**SET EXERCISE**
Copy exactly the run of lines that begins at the line with "The component shall locate one point per instance of the red" and ends at the final line of the entries.

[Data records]
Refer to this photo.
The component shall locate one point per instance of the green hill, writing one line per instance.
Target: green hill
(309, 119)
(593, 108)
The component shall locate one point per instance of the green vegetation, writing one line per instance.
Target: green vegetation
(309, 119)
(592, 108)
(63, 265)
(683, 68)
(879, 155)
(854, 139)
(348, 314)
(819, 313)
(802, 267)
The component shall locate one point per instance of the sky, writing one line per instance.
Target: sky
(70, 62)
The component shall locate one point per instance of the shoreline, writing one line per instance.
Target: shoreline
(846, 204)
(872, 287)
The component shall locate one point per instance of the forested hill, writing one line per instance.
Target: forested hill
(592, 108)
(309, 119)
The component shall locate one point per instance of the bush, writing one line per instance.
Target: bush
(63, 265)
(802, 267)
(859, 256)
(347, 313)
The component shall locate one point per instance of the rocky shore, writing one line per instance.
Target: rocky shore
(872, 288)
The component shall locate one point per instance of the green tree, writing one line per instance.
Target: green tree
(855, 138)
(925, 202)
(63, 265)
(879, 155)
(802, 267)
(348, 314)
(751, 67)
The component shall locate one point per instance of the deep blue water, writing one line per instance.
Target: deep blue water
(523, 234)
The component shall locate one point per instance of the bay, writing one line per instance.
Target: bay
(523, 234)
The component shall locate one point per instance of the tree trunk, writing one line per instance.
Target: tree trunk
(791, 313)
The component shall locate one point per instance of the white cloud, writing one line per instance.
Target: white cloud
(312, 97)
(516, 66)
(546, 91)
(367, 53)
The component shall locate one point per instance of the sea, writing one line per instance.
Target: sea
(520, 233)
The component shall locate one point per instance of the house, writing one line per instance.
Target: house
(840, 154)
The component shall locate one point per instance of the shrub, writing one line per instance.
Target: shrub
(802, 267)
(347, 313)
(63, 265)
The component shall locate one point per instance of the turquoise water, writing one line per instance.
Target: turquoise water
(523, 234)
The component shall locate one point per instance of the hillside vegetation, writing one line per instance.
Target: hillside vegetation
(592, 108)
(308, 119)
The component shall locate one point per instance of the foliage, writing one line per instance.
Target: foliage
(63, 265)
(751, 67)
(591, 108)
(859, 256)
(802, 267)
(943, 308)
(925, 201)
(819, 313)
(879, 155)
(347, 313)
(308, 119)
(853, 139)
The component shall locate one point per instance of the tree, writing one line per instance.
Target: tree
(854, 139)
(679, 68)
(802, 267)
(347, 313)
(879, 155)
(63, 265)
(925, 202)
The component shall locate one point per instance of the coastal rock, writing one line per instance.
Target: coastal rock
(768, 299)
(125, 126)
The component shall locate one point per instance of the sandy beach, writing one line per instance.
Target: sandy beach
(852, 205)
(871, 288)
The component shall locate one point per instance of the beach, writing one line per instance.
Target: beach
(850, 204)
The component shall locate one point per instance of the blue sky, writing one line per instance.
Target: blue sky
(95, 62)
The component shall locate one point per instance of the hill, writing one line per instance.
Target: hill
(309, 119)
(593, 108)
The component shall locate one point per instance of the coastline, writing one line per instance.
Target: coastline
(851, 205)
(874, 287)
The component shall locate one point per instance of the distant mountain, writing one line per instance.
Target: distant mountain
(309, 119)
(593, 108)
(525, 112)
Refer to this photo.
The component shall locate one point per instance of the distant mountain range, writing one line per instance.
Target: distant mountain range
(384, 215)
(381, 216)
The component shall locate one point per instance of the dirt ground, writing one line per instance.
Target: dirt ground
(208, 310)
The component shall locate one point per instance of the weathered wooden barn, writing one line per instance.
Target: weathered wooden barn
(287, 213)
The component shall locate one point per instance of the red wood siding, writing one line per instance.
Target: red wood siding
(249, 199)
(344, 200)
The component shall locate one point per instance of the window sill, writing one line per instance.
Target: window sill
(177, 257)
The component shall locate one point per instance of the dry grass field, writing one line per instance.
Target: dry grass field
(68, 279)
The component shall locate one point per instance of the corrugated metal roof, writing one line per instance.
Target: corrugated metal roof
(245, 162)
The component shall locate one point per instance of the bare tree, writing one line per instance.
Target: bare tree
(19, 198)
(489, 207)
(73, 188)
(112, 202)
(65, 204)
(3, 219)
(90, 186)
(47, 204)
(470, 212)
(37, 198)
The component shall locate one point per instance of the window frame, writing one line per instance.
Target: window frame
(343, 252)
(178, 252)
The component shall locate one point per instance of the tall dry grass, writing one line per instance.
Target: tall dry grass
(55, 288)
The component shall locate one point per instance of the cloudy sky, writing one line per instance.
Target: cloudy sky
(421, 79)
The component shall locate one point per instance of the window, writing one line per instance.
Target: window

**SOLUTION BELOW**
The component shall locate one point per instance of the red wood siding, writing one line per instance.
Target: red wood siding
(249, 199)
(344, 200)
The component shall locate one point per instance of the window sill, writing one line per instance.
Target: window sill
(177, 257)
The component shall locate one point per instance of the dry grass field, writing one line per instance.
Target: dry grass field
(68, 279)
The component shall locate one point per instance of the corrugated metal roof, writing one line per instance.
Target: corrugated metal roof
(245, 162)
The component shall locate one point per instance of the bare tree, writing one line per instance.
Target: bare tree
(19, 198)
(489, 207)
(73, 188)
(112, 202)
(65, 204)
(3, 219)
(90, 186)
(47, 204)
(470, 212)
(37, 198)
The component shall locate one point per instance of the window frame, writing one line per instance.
Target: window frame
(343, 252)
(178, 252)
The component shall locate one point per instance of the tall dry grass, writing one line per instance.
Target: tall dry grass
(55, 288)
The component shall locate one point per instance of the cloudy sky, writing one line per instance.
Target: cloudy sky
(421, 79)
The component shall locate one point per instance of the window, writing one line per instance.
Target: window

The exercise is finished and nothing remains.